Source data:
+++

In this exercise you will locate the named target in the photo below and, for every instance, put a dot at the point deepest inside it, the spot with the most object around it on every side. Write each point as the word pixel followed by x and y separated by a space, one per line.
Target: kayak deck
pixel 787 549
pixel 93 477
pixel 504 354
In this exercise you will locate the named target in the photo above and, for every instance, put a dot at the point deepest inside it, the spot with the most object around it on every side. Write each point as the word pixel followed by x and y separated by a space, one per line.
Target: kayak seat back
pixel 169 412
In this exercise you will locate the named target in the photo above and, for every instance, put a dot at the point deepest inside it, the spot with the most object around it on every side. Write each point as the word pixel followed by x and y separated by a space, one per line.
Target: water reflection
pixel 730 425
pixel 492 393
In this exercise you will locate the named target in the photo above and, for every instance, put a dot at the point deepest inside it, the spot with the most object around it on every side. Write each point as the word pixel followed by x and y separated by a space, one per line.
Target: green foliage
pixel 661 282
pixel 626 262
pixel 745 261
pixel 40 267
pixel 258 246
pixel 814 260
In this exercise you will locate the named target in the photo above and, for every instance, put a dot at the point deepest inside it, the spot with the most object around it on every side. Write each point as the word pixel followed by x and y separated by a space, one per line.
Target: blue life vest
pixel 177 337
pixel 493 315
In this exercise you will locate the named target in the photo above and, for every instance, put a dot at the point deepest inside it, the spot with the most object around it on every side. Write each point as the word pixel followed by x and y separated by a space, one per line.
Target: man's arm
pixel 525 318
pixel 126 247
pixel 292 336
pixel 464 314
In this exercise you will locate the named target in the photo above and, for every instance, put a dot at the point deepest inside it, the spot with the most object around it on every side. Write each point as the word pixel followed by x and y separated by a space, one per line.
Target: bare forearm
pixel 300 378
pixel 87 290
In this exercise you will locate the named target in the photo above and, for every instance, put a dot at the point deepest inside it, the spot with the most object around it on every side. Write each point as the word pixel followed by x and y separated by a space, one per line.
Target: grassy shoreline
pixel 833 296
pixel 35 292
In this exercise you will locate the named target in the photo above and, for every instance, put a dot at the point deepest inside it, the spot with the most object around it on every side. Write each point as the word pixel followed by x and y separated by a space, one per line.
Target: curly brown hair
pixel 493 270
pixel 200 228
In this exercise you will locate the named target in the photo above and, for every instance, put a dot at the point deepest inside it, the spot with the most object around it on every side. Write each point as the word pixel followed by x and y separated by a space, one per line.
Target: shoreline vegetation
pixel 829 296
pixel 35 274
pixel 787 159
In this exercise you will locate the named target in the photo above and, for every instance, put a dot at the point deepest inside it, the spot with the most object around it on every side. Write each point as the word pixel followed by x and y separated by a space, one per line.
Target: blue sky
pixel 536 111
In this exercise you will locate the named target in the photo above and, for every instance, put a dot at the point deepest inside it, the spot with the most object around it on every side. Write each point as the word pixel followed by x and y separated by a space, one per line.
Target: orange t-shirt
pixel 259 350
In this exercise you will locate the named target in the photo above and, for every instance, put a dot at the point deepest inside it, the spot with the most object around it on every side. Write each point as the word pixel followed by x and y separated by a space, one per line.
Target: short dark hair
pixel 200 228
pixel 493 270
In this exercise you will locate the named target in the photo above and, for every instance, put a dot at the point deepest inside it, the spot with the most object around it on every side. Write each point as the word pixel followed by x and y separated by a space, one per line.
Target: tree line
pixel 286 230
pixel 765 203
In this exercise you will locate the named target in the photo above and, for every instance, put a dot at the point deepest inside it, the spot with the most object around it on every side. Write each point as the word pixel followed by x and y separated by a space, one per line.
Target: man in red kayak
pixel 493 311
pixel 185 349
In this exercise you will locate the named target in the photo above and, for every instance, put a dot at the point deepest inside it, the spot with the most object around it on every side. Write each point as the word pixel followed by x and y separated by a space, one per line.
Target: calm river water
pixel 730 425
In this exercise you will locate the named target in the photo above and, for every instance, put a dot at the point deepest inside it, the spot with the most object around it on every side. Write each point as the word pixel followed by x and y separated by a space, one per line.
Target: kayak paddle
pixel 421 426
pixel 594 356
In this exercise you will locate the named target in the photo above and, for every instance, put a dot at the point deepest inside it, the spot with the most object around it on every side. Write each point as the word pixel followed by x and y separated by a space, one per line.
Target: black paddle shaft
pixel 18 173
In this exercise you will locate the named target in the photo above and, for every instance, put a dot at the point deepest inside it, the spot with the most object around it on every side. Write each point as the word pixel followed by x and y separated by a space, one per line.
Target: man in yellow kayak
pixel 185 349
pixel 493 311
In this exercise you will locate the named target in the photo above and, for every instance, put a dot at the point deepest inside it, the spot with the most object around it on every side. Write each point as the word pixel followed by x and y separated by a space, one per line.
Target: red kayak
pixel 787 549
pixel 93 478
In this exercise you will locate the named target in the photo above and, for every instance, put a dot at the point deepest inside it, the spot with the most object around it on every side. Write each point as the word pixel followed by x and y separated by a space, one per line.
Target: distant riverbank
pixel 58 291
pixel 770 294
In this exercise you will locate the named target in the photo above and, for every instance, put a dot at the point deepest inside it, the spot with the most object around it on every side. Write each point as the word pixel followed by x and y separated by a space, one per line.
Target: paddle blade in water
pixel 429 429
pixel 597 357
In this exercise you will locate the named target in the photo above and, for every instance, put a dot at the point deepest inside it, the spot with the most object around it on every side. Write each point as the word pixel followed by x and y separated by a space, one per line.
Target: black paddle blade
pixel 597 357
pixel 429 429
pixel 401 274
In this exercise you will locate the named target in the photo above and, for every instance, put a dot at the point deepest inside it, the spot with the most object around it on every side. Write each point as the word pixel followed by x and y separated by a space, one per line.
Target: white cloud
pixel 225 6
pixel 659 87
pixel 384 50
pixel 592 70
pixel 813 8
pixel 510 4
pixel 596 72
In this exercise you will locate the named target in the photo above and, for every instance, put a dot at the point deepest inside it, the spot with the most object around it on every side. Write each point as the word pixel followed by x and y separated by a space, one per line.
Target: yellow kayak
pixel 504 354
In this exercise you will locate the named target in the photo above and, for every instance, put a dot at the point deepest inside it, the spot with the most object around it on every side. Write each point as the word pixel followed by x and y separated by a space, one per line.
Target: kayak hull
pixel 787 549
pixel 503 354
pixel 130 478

+++

_Exercise aim:_ Reproduce all of the data above, exactly and without omission.

_Output for this exercise:_
In this exercise you will locate the named target in the photo below and, for every instance, put a dot at the point deepest inside it, the spot with the most object around it on every side. Write each point as the word pixel followed by x and y separated by a space, one per line.
Target: kayak deck
pixel 787 549
pixel 93 477
pixel 504 354
In this exercise you will locate the named target in the photo above and, for every instance, put a dot at the point deepest inside it, the spot with the most object around it on every side. Write each point as the word pixel followed by x and y separated by a space, one per line.
Target: kayak seat back
pixel 169 412
In this exercise you will locate the named target in the photo above and, for every instance, put a dot at the point deepest inside it, the spot with the most object around it on every side. Write each point as the word pixel followed by x and y separated by a space, one per line.
Target: water reflection
pixel 730 425
pixel 492 393
In this exercise you will locate the named target in the photo above and, for every instance, put a dot at the point deepest inside it, the spot with the most object around it on every side. Write each point as the word pixel followed by x and y separated by a space, one per line.
Target: green foliage
pixel 661 282
pixel 626 262
pixel 745 261
pixel 40 267
pixel 258 246
pixel 814 260
In this exercise you will locate the named target in the photo above and, for every instance, put a dot at the point deepest inside it, the spot with the most object around it on every side. Write each point as the word pixel followed by x and y separated by a space, one per line.
Target: blue life vest
pixel 177 337
pixel 493 315
In this exercise you will locate the named target in the photo above and, for every instance, put a dot at the point deepest inside it, the spot with the most object around it on every side. Write each point as the word pixel followed by x and y separated by a space, one per line.
Target: man's arm
pixel 525 318
pixel 126 247
pixel 292 336
pixel 464 314
In this exercise you will locate the named target in the photo above and, for every instance, put a dot at the point deepest inside it, the spot with the most object around it on every side. Write each point as the word pixel followed by x and y separated by a space, one per line.
Target: bare forearm
pixel 300 378
pixel 87 290
In this exercise you will locate the named target in the photo above and, for every instance, put a dot at the point deepest inside it, the spot with the most object around it on every side. Write each point as the word pixel followed by x and y separated by a space, one per line.
Target: grassy shoreline
pixel 833 296
pixel 35 292
In this exercise you will locate the named target in the photo above and, for every instance, put a dot at the point deepest inside it, the spot with the most object around it on every side. Write each point as the word pixel followed by x and y separated by a space, one per line.
Target: curly brown hair
pixel 493 270
pixel 200 228
In this exercise you will locate the named target in the photo above and, for every instance, put a dot at the point deepest inside it, the spot with the most object around it on every side. Write each point as the word pixel followed by x and y separated by a space, one per line.
Target: shoreline vegetation
pixel 829 296
pixel 35 274
pixel 787 159
In this exercise you will locate the named target in the photo above and, for every instance, put a dot at the point deepest inside it, the spot with the most object around it on every side. Write each point as the word pixel followed by x and y separated by a space, one per line.
Target: blue sky
pixel 536 111
In this exercise you will locate the named target in the photo above and, for every instance, put a dot at the point deepest inside it, the spot with the most object around it on every side. Write each point as the word pixel followed by x and y separated by a space, one per line.
Target: orange t-shirt
pixel 259 350
In this exercise you will locate the named target in the photo above and, for every instance, put a dot at the point deepest inside it, the spot with the most object around it on every side. Write each point as the word pixel followed by x and y separated by a space, one per line.
Target: short dark hair
pixel 200 228
pixel 493 270
In this exercise you will locate the named target in the photo above and, for every instance, put a dot at the point deepest inside it, the spot with the most object around it on every side. Write each point as the word pixel followed by x and y separated by a space, one per line.
Target: tree line
pixel 286 230
pixel 765 203
In this exercise you will locate the named target in the photo above and, for every instance, put a dot at the point deepest inside it, the spot with the most object around it on every side. Write each point as the word pixel followed by x and y separated by a space, one per line.
Target: man in red kayak
pixel 493 311
pixel 185 349
In this exercise you will locate the named target in the photo above and, for every instance, put a dot at the point deepest inside it, the spot with the most object around it on every side. Write each point as the word pixel followed by x and y separated by a space, one per line.
Target: calm river water
pixel 730 425
In this exercise you will locate the named target in the photo above and, for every instance, put a dot at the point deepest inside it, the spot with the most object around it on every side. Write each point as the word pixel followed by x and y separated by a space, one per line.
Target: kayak paddle
pixel 421 426
pixel 594 356
In this exercise you will locate the named target in the photo above and, for every instance, put a dot at the point deepest inside it, the spot with the most object around it on every side. Write each point as the word pixel followed by x and y separated by a space, one per line.
Target: black paddle shaft
pixel 18 173
In this exercise you will locate the named target in the photo above and, for every instance, put a dot at the point deepest inside it, the spot with the most object around it on every side. Write each point as the word pixel followed by x and y separated by a space, one per line.
Target: man in yellow kayak
pixel 185 349
pixel 493 311
In this exercise you will locate the named target in the photo above and, for every instance, put a dot at the point deepest inside it, the spot with the most object around it on every side. Write each point as the word pixel followed by x and y separated by a space, one per line.
Target: red kayak
pixel 787 549
pixel 93 478
In this exercise you will locate the named target in the photo above and, for every instance, put a dot at the point deepest inside it, the spot with the most object around it on every side. Write each point as the word pixel followed by x and y separated by a space, one per line.
Target: distant riverbank
pixel 58 291
pixel 770 294
In this exercise you will locate the named target in the photo above and, for every instance, put a dot at the point deepest inside it, the spot with the most object around it on every side. Write each point as the word pixel followed by x and y separated by a space, one per line.
Target: paddle blade in water
pixel 429 429
pixel 597 357
In this exercise you will locate the named target in the photo above and, for every instance, put a dot at the point deepest inside it, the spot with the most object around it on every side. Write each point as the word pixel followed by x and y separated by a space, one per line.
Target: black paddle blade
pixel 597 357
pixel 429 429
pixel 401 274
In this exercise you will locate the named target in the photo above and, for every instance, put a dot at the point deepest inside it, the spot with the most object around it on every side. Write each point as the word pixel followed by x and y separated by a space, one per line.
Target: white cloud
pixel 225 6
pixel 659 87
pixel 384 50
pixel 592 70
pixel 813 8
pixel 510 4
pixel 596 72
In this exercise you will locate the named target in the photo above and, for every instance, put a dot at the point deepest inside it, the spot with the most object around it on every side. Write each point as the word pixel followed by x and y separated by a space, one per line.
Target: yellow kayak
pixel 504 354
In this exercise you will locate the named target in the photo above and, for every instance, put a dot at the point deepest inside it, the spot with the most object around it on every side. Write each point as the word pixel followed by x and y separated by a space, one per line.
Target: kayak hull
pixel 787 549
pixel 503 354
pixel 130 478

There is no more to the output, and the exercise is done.